Data records
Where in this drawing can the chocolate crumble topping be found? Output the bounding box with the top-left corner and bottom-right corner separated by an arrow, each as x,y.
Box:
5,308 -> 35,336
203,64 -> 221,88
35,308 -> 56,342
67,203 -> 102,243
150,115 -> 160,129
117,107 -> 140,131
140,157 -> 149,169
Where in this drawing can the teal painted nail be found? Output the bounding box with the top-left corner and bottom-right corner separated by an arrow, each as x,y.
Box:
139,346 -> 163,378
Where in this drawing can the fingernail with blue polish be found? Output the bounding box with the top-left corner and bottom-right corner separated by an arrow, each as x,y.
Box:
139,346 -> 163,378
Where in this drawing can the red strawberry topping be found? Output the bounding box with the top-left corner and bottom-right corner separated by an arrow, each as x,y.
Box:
...
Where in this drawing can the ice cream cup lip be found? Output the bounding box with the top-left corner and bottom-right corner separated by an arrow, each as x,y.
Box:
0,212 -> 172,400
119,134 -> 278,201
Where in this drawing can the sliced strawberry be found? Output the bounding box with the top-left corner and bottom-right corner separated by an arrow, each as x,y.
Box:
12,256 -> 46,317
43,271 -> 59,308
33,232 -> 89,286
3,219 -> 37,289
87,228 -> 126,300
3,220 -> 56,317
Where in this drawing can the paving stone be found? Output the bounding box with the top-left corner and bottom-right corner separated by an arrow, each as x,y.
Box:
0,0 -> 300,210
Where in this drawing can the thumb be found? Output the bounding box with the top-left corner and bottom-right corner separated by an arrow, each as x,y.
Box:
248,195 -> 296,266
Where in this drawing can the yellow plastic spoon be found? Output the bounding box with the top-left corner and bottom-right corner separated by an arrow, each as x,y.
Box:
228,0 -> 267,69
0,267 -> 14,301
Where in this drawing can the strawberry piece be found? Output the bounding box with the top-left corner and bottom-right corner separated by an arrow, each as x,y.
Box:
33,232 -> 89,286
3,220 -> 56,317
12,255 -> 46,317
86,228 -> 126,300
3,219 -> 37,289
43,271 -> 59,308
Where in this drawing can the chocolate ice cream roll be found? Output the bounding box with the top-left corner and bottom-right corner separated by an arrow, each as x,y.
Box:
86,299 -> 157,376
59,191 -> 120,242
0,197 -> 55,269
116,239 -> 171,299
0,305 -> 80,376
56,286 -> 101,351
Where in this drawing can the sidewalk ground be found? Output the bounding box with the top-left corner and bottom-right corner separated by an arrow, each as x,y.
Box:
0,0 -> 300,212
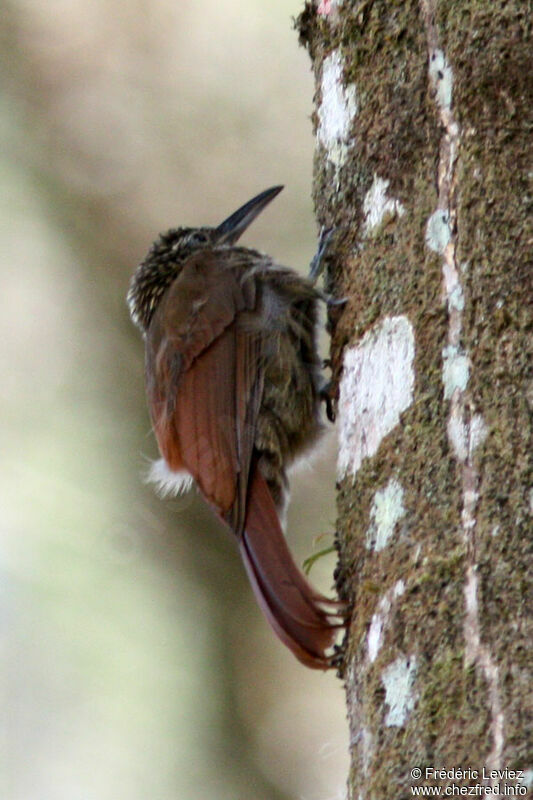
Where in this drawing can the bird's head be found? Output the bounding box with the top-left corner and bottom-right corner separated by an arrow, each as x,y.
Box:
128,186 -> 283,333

# REQUEST
Reproduce verbatim the stretch of items from the line containing "Where in this drawing can the ice" through the line containing "119,134 -> 278,201", with both of those lines included.

# PROBLEM SOLUTION
Where in this drawing can the ice cream cup lip be found? Output the bounding box with the top-left corner and bottom-right corner separated by an arrow, each as x,y.
Box:
0,212 -> 172,400
119,134 -> 278,201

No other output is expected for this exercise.